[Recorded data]
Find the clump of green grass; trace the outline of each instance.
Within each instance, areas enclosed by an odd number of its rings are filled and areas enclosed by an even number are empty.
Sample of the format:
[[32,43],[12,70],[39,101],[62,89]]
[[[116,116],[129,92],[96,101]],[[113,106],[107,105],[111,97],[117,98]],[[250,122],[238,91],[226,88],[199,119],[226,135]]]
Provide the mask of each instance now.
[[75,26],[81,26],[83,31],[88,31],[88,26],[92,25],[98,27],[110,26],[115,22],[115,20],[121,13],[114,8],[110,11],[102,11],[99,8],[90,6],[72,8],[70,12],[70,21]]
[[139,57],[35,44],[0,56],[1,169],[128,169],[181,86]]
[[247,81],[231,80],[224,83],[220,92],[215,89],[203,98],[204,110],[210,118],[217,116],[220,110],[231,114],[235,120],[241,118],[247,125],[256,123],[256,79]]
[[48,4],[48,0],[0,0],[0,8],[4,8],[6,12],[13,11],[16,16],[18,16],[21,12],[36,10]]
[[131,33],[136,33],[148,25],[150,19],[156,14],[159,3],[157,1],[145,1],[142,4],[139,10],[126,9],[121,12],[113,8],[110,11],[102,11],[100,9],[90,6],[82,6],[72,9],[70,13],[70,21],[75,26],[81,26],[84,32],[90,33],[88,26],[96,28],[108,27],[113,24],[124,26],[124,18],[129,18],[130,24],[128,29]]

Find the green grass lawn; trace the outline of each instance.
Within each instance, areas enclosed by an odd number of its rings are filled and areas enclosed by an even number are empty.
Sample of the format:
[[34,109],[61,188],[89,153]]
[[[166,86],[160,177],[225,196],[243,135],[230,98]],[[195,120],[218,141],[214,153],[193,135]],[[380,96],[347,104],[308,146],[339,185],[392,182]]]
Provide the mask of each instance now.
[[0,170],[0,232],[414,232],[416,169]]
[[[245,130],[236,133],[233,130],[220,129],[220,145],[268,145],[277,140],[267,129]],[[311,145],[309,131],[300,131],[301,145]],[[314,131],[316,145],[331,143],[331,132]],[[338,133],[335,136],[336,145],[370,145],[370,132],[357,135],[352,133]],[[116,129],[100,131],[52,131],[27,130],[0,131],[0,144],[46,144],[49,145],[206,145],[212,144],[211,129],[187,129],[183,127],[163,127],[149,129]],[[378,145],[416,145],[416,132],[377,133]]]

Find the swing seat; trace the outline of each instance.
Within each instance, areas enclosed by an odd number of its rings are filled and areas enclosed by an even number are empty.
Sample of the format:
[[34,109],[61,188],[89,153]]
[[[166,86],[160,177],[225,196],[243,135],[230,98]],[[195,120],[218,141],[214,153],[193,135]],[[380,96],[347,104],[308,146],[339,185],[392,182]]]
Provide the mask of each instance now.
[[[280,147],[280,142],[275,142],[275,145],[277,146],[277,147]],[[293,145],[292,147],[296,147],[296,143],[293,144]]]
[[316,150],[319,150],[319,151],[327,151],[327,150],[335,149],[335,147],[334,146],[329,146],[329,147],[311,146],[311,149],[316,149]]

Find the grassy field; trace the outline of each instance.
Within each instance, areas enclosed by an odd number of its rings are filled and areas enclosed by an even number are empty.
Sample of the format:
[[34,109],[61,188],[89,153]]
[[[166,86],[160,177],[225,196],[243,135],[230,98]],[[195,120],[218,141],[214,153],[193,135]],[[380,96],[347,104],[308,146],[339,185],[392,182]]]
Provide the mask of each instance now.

# What you have to do
Render all of the data above as a numbered list with one entry per line, skipping the blank lines.

# Final answer
1. Find the clump of green grass; trace the outline of each instance.
2. Within each instance, areas enclosed by an odd number of its rings are filled and areas enclosed by an even number are empty.
3. Sample of the format:
4. [[32,43],[12,70],[39,101],[62,89]]
5. [[[116,116],[129,92],[96,101]],[[113,106],[107,105],[111,97],[117,98]],[[250,122],[238,91],[226,88],[199,119],[226,135]]]
6. Provide the mask of each instance now.
7. [[75,26],[81,26],[83,31],[88,31],[88,26],[92,25],[98,27],[110,26],[115,22],[115,20],[121,13],[114,8],[110,11],[102,11],[99,8],[90,6],[72,8],[70,12],[70,21]]
8. [[139,57],[35,44],[0,56],[1,169],[128,169],[181,86]]
9. [[247,81],[231,80],[224,83],[220,92],[215,89],[203,98],[204,110],[210,118],[217,116],[220,110],[231,114],[235,120],[241,118],[247,125],[256,123],[256,79]]
10. [[48,4],[48,0],[0,0],[0,8],[4,8],[6,12],[13,11],[16,16],[18,16],[21,12],[36,10]]
11. [[131,33],[136,33],[148,25],[150,19],[156,14],[159,3],[157,1],[145,1],[142,4],[139,10],[126,9],[121,12],[113,8],[110,11],[102,11],[100,9],[90,6],[82,6],[72,9],[70,13],[70,21],[75,26],[81,26],[84,32],[90,33],[88,26],[96,28],[108,27],[113,24],[124,26],[124,18],[129,18],[130,24],[128,29]]
12. Find the green grass lawn; trace the outline of each instance.
13. Within each instance, areas enclosed by an odd number of its rings are filled and areas enclosed by an even number are empty.
14. Sample of the format:
15. [[34,109],[61,188],[89,153]]
16. [[[166,86],[160,177],[225,196],[243,135],[230,98]],[[195,120],[218,141],[214,153],[193,135]],[[380,96],[347,104],[308,146],[339,185],[392,182]]]
17. Provide the mask of each instance now.
18. [[0,170],[0,232],[414,232],[416,169]]
19. [[[245,130],[236,133],[233,130],[220,129],[220,145],[268,145],[277,140],[267,129]],[[311,145],[309,131],[300,131],[301,145]],[[314,131],[316,145],[331,143],[331,132]],[[338,133],[335,136],[336,145],[370,145],[370,132],[357,135],[352,133]],[[116,129],[100,131],[52,131],[27,130],[0,131],[0,144],[46,144],[49,145],[206,145],[212,144],[211,129],[187,129],[183,127],[163,127],[149,129]],[[378,145],[416,145],[416,132],[377,133]]]
20. Find the swing seat; trace the outline of each instance.
21. Within each instance, areas enclosed by an odd number of its rings are filled and areas enclosed by an even number are empty.
22. Sample of the format:
23. [[34,109],[61,188],[89,153]]
24. [[[166,86],[160,177],[225,196],[243,135],[230,98]],[[195,120],[218,141],[214,153],[193,135]],[[380,96],[347,104],[308,146],[339,185],[392,182]]]
25. Provide the mask of each instance now.
26. [[[280,147],[280,142],[275,142],[275,145],[277,146],[277,147]],[[293,145],[292,147],[296,147],[296,143],[293,144]]]
27. [[316,150],[319,150],[319,151],[327,151],[327,150],[335,149],[335,147],[334,146],[329,146],[329,147],[311,146],[311,149],[316,149]]
28. Find the grassy field; trace the outline of each instance.
29. Within each instance, areas enclosed by an odd number of its rings are filled and areas enclosed by an even number are empty.
30. Sample of the format:
31. [[34,109],[61,188],[89,153]]
32. [[[166,86],[160,177],[225,196],[243,135],[230,98]],[[195,120],[218,141],[214,153],[193,135]],[[380,96],[347,104],[308,146],[339,185],[392,182]]]
33. Provide the mask of each instance now.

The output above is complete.